• **PROBLEM REQUIREMENTS**: Your job is to restate each entry word for word.

Labeled-object pointing entries:
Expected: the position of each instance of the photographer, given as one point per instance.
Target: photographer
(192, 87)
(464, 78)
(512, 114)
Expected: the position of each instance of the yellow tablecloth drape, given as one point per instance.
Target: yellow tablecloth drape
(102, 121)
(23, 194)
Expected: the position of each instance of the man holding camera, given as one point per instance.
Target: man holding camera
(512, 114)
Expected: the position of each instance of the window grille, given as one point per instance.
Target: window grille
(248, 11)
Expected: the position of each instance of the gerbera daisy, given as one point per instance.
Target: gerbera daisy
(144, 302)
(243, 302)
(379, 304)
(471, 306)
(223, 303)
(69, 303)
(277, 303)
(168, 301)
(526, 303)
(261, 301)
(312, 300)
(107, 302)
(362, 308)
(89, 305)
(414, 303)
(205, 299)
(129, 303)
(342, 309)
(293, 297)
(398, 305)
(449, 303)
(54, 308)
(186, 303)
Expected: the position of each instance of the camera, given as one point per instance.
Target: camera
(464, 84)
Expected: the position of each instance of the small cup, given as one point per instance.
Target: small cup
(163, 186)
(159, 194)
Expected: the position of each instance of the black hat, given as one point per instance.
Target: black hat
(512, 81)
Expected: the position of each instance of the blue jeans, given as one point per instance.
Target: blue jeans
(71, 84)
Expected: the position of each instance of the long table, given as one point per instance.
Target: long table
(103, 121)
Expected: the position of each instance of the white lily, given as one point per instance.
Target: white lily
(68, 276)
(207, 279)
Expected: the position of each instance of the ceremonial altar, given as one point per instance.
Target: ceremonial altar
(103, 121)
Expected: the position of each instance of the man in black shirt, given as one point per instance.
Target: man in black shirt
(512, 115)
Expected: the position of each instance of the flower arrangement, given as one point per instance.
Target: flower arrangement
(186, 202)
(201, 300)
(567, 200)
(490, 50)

• **OUTPUT FOR THIS TASK**:
Expected: the position of each instance of the photographer, given as one point per instance.
Target: photographer
(192, 87)
(464, 78)
(512, 114)
Expected: the position of each instance of the yellow tablecloth drape, given as one point per instance.
Target: yellow tablecloth drape
(102, 121)
(23, 194)
Expected: the position of each instance of the man holding camera, given as one point per instance.
Target: man holding camera
(512, 114)
Expected: the position of each instance of the window grille, given as one point per instance.
Target: window grille
(248, 11)
Expected: the position of each instance of the gerbera daisy, given as one point per instance.
Target: gerbera daisy
(144, 302)
(243, 302)
(379, 304)
(471, 306)
(223, 303)
(69, 303)
(277, 303)
(168, 301)
(526, 303)
(261, 301)
(312, 300)
(107, 302)
(362, 308)
(89, 305)
(414, 303)
(205, 299)
(129, 303)
(342, 309)
(293, 297)
(398, 305)
(449, 303)
(54, 308)
(186, 303)
Expected: the position of each instance of the camera, given as one point per instance.
Target: camera
(464, 84)
Expected: the position of each instance of the small cup, given as one point per instance.
Target: small cup
(163, 186)
(159, 194)
Expected: the position of each instance of the black hat, given as one point per instance.
Target: black hat
(512, 81)
Expected: the position of each instance of the blue jeans, given as one point per instance.
Target: blue jeans
(71, 84)
Expected: the position of each instance of the long table, given as one point per instance.
Target: long table
(103, 121)
Expected: the position of each instance of the white lily, given as one point per instance.
Target: white lily
(68, 276)
(207, 279)
Expected: the position of each instance of the ceremonial altar, given as one point per instance.
Target: ceremonial altar
(103, 121)
Expected: the position of each instance of the man in black shirt, given as one point per instance.
Target: man in black shirt
(512, 115)
Expected: the position of each instance of the flower arrangement, given as one point per instance.
Target: flower arrangement
(186, 202)
(201, 300)
(567, 200)
(490, 50)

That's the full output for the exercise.